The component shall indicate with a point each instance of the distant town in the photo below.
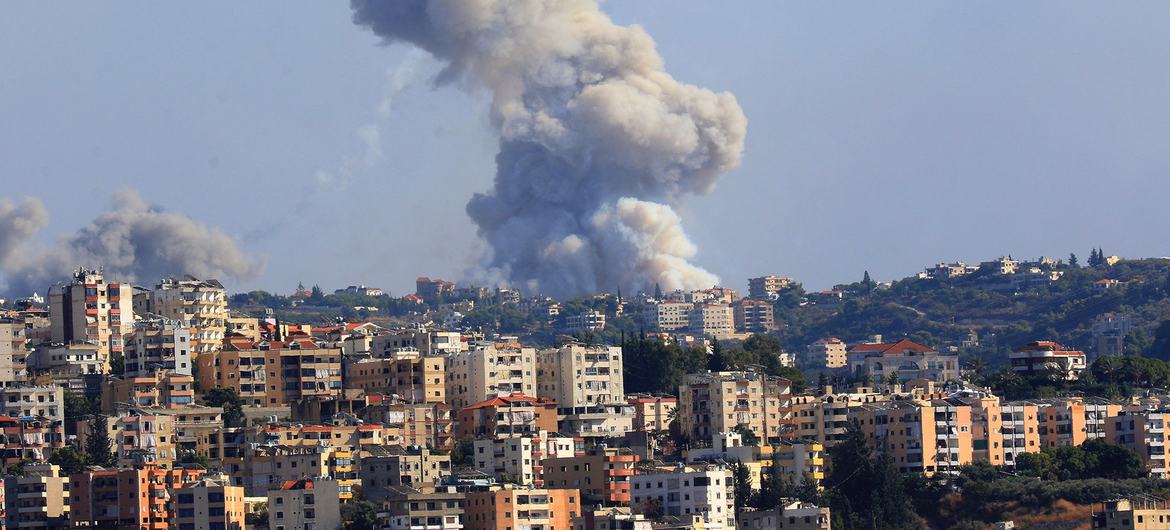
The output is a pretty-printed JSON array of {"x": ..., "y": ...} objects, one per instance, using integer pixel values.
[{"x": 183, "y": 405}]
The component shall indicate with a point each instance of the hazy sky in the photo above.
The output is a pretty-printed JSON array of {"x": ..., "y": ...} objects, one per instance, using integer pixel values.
[{"x": 882, "y": 136}]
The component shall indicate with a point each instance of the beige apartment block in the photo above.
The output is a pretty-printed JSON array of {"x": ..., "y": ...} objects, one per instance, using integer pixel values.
[
  {"x": 90, "y": 310},
  {"x": 488, "y": 371}
]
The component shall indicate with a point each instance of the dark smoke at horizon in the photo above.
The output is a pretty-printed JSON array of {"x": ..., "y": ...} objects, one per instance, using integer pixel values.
[
  {"x": 597, "y": 142},
  {"x": 131, "y": 242}
]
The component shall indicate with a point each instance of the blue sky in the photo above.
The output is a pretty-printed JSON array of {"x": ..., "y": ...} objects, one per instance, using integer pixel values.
[{"x": 881, "y": 136}]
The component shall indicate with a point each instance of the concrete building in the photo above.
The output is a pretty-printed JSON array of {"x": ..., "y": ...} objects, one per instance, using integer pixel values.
[
  {"x": 668, "y": 316},
  {"x": 520, "y": 508},
  {"x": 273, "y": 373},
  {"x": 906, "y": 359},
  {"x": 389, "y": 467},
  {"x": 1046, "y": 356},
  {"x": 208, "y": 503},
  {"x": 652, "y": 413},
  {"x": 707, "y": 491},
  {"x": 521, "y": 459},
  {"x": 199, "y": 303},
  {"x": 38, "y": 500},
  {"x": 831, "y": 351},
  {"x": 754, "y": 316},
  {"x": 713, "y": 321},
  {"x": 717, "y": 403},
  {"x": 601, "y": 475},
  {"x": 768, "y": 287},
  {"x": 159, "y": 344},
  {"x": 491, "y": 370},
  {"x": 13, "y": 353},
  {"x": 90, "y": 310},
  {"x": 406, "y": 373},
  {"x": 304, "y": 504},
  {"x": 587, "y": 321}
]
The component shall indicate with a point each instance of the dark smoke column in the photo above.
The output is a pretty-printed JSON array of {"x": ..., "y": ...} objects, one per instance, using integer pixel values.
[{"x": 596, "y": 139}]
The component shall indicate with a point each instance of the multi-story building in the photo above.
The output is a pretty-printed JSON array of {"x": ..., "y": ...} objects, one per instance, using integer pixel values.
[
  {"x": 488, "y": 371},
  {"x": 305, "y": 503},
  {"x": 601, "y": 475},
  {"x": 1046, "y": 356},
  {"x": 13, "y": 353},
  {"x": 1146, "y": 432},
  {"x": 768, "y": 287},
  {"x": 515, "y": 414},
  {"x": 828, "y": 350},
  {"x": 200, "y": 303},
  {"x": 126, "y": 497},
  {"x": 273, "y": 373},
  {"x": 717, "y": 403},
  {"x": 713, "y": 321},
  {"x": 394, "y": 466},
  {"x": 707, "y": 491},
  {"x": 38, "y": 498},
  {"x": 587, "y": 321},
  {"x": 653, "y": 413},
  {"x": 521, "y": 459},
  {"x": 904, "y": 359},
  {"x": 754, "y": 316},
  {"x": 406, "y": 373},
  {"x": 158, "y": 344},
  {"x": 208, "y": 503},
  {"x": 90, "y": 310},
  {"x": 668, "y": 316},
  {"x": 518, "y": 508}
]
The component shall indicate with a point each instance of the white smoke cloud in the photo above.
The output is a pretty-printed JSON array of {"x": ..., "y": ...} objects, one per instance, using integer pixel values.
[
  {"x": 596, "y": 139},
  {"x": 132, "y": 241},
  {"x": 398, "y": 78}
]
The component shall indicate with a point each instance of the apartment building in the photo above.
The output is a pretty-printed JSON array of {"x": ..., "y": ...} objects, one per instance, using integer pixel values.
[
  {"x": 125, "y": 497},
  {"x": 208, "y": 503},
  {"x": 394, "y": 466},
  {"x": 831, "y": 351},
  {"x": 90, "y": 310},
  {"x": 653, "y": 413},
  {"x": 717, "y": 403},
  {"x": 521, "y": 459},
  {"x": 713, "y": 321},
  {"x": 199, "y": 303},
  {"x": 273, "y": 373},
  {"x": 1045, "y": 357},
  {"x": 906, "y": 359},
  {"x": 754, "y": 316},
  {"x": 768, "y": 287},
  {"x": 515, "y": 414},
  {"x": 406, "y": 373},
  {"x": 158, "y": 344},
  {"x": 518, "y": 508},
  {"x": 601, "y": 475},
  {"x": 303, "y": 504},
  {"x": 490, "y": 370},
  {"x": 1147, "y": 433},
  {"x": 668, "y": 316},
  {"x": 13, "y": 353},
  {"x": 36, "y": 500},
  {"x": 707, "y": 491}
]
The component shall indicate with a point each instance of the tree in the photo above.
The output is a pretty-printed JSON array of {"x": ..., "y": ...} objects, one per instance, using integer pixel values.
[
  {"x": 231, "y": 401},
  {"x": 70, "y": 460},
  {"x": 98, "y": 447}
]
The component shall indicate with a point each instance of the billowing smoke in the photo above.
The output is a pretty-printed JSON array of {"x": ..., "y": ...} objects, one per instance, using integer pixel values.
[
  {"x": 596, "y": 139},
  {"x": 133, "y": 242}
]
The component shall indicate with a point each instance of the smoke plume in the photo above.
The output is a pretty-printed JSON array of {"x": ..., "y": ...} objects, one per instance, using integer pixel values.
[
  {"x": 597, "y": 140},
  {"x": 132, "y": 241}
]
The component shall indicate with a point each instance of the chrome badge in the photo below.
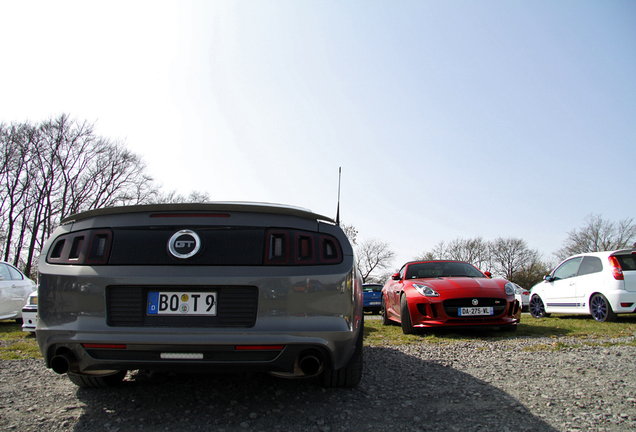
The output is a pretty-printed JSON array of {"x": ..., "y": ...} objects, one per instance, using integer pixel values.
[{"x": 184, "y": 244}]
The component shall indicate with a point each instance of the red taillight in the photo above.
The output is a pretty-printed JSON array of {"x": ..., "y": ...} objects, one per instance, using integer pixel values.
[
  {"x": 81, "y": 248},
  {"x": 295, "y": 247},
  {"x": 105, "y": 346},
  {"x": 617, "y": 271}
]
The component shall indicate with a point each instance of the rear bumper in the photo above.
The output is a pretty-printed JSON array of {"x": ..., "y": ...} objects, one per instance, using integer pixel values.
[
  {"x": 617, "y": 297},
  {"x": 199, "y": 351}
]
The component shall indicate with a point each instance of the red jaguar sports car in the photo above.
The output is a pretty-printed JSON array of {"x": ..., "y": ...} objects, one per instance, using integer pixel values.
[{"x": 429, "y": 294}]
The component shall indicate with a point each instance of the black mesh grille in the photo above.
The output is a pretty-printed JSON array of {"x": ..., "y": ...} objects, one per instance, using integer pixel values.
[{"x": 126, "y": 307}]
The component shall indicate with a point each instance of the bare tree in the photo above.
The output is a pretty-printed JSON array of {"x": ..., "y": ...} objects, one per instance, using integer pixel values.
[
  {"x": 532, "y": 272},
  {"x": 475, "y": 251},
  {"x": 509, "y": 256},
  {"x": 51, "y": 170},
  {"x": 598, "y": 235},
  {"x": 173, "y": 197},
  {"x": 373, "y": 256}
]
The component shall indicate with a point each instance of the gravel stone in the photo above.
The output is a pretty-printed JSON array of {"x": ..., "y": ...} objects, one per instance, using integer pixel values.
[{"x": 516, "y": 384}]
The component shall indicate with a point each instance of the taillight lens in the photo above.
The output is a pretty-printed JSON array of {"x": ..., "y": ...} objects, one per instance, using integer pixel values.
[
  {"x": 90, "y": 247},
  {"x": 617, "y": 271},
  {"x": 295, "y": 247}
]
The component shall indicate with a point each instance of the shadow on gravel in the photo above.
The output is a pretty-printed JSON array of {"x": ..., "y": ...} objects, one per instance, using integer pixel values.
[{"x": 398, "y": 392}]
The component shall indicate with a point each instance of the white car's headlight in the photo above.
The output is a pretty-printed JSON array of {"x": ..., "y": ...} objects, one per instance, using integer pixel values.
[
  {"x": 426, "y": 290},
  {"x": 510, "y": 288}
]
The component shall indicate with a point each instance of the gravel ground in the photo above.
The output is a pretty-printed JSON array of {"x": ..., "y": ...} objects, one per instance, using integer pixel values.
[{"x": 511, "y": 385}]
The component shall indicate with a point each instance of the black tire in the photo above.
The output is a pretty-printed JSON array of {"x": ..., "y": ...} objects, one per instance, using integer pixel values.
[
  {"x": 97, "y": 381},
  {"x": 405, "y": 316},
  {"x": 348, "y": 376},
  {"x": 601, "y": 310},
  {"x": 385, "y": 317},
  {"x": 537, "y": 309}
]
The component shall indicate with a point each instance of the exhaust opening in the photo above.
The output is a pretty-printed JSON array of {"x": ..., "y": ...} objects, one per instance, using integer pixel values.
[
  {"x": 310, "y": 363},
  {"x": 64, "y": 362}
]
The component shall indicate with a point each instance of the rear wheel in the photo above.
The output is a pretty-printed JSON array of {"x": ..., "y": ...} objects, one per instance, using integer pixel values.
[
  {"x": 97, "y": 381},
  {"x": 405, "y": 316},
  {"x": 601, "y": 310},
  {"x": 537, "y": 309}
]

··········

▸ **WHAT NEEDS TO BE DONE**
The required output is the exact sequence of lines from the one containing "tire in the photo above." through the end of the listing, both endpoints included.

▸ **RESULT OF THE EXERCISE**
The component shall indicate with a point each instance of the black tire in the photo above.
The output is a pretty-printed JSON array of {"x": ..., "y": ...} objects, one per instance, using integer pixel values.
[
  {"x": 97, "y": 381},
  {"x": 405, "y": 316},
  {"x": 348, "y": 376},
  {"x": 601, "y": 310},
  {"x": 385, "y": 317},
  {"x": 537, "y": 309}
]
The component shall indicate with a point each instance of the exhaust opening in the photo above.
The output is a pretty-printed JSON array of {"x": ..., "y": ...} objects, one per instance, using integer pixel values.
[
  {"x": 310, "y": 363},
  {"x": 64, "y": 362}
]
The component shall indicate with a point each instance of the rear wheel in the photo above.
The output is a pretty-printed JSON array of {"x": ..., "y": ...} objects, one per instance, using integer pixel values.
[
  {"x": 97, "y": 381},
  {"x": 405, "y": 316},
  {"x": 601, "y": 310},
  {"x": 537, "y": 309}
]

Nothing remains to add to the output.